> INPUT ROWS:
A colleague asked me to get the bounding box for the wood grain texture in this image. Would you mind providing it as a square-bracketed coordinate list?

* * *

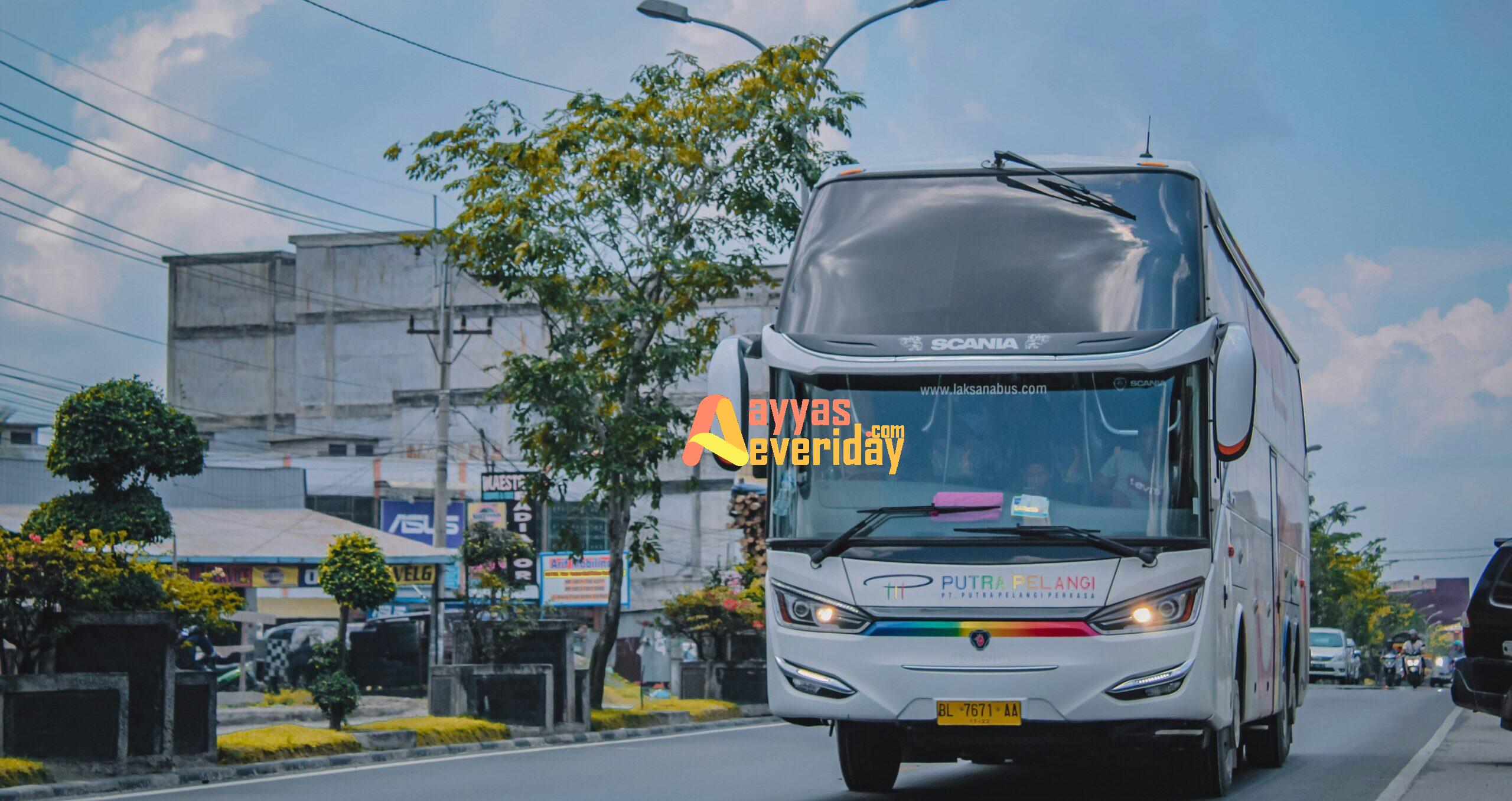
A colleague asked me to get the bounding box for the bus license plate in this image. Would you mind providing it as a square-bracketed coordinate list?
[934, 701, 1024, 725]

---

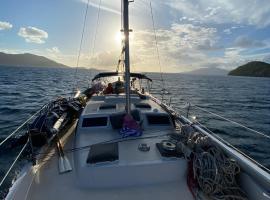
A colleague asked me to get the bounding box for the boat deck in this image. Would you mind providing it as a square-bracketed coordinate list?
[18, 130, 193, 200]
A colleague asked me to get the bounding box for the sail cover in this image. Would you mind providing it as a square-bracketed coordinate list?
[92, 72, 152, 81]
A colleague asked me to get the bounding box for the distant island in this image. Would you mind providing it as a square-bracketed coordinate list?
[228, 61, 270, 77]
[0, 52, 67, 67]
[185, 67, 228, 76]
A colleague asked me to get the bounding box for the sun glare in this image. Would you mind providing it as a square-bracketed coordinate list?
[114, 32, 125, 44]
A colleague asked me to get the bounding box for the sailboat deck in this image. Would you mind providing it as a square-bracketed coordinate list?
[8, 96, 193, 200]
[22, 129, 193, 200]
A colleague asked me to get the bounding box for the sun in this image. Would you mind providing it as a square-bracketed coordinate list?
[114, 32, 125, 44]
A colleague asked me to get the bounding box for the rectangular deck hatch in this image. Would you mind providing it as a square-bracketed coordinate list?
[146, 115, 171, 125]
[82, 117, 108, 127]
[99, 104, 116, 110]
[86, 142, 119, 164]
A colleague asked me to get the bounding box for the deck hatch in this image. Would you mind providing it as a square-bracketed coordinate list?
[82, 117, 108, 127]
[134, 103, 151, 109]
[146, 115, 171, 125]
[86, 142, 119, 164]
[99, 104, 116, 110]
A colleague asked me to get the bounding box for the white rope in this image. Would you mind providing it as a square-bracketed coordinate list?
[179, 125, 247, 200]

> WORK INSTRUCTIONS: Rewrite the part of the records that opens with the line containing "sun in this" and closes with the line containing "[179, 125, 247, 200]" as a numbered list, leaving out blank lines.

> EXERCISE RESULT:
1. A colleague asked me to get the bounding box for the sun in this image. Would you mind providing it as a square-bracketed coordinate list?
2. [114, 32, 125, 44]
3. A colleague asked me to get the bounding box for the rectangular deck hatch in this image. Would you mind providing it as a square-bracketed coordinate list?
4. [146, 115, 171, 125]
5. [82, 117, 108, 127]
6. [99, 104, 116, 110]
7. [86, 142, 119, 164]
8. A colleague asked me to get the bounding box for the deck hatch in this image. Would you mind providing it as a square-bracketed coordinate list?
9. [82, 117, 108, 127]
10. [134, 103, 151, 109]
11. [146, 115, 171, 125]
12. [86, 142, 119, 164]
13. [99, 104, 116, 110]
14. A colleague asked me to get the bounding box for the white rope in this image. Would you mind providing it as a square-bracketed coordinate list?
15. [179, 125, 247, 200]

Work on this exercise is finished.